_PROBLEM_
Rewrite the rows below with "thumbs up hand" replaced by "raised thumb" and nothing else changed. Omit the pictures.

_RECORDS TO USE_
________________

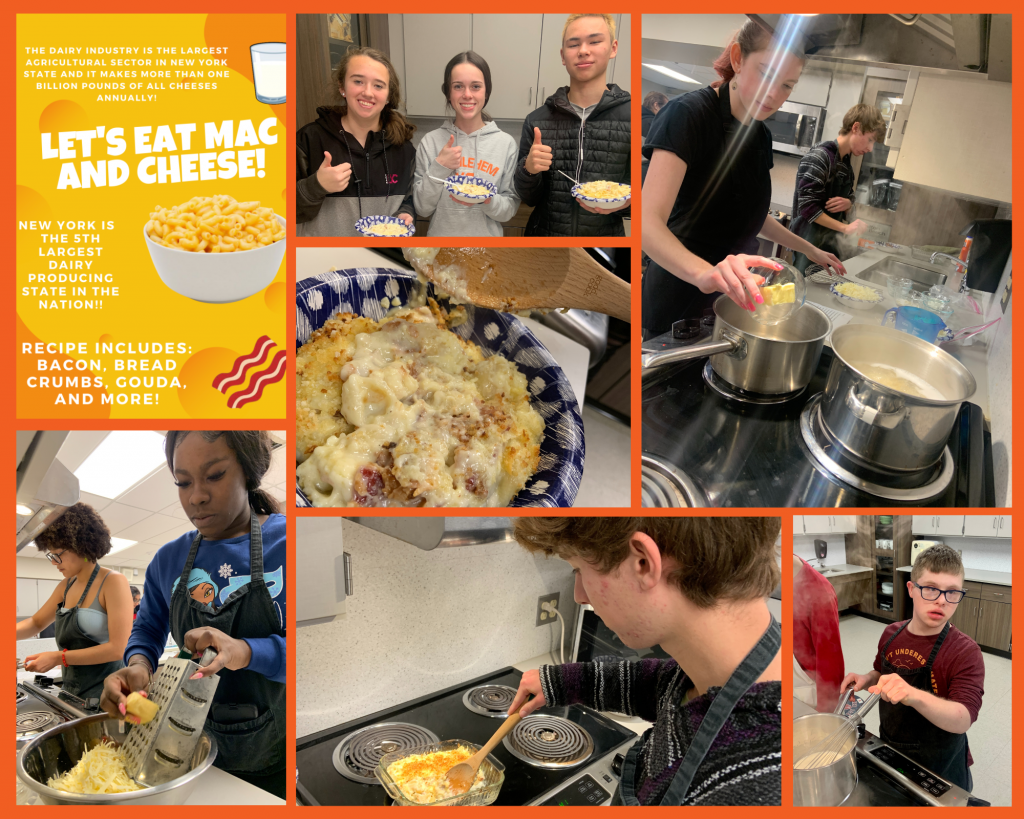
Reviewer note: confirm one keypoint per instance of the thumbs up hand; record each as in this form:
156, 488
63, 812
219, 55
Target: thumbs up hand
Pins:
540, 155
451, 155
333, 179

________________

_EXERCISE ANSWER_
Reviewer note: confirm one keypoint per instance of the raised thumb; record each as in this form:
156, 488
63, 812
219, 55
Target: raised thumb
Pins:
540, 155
451, 155
333, 179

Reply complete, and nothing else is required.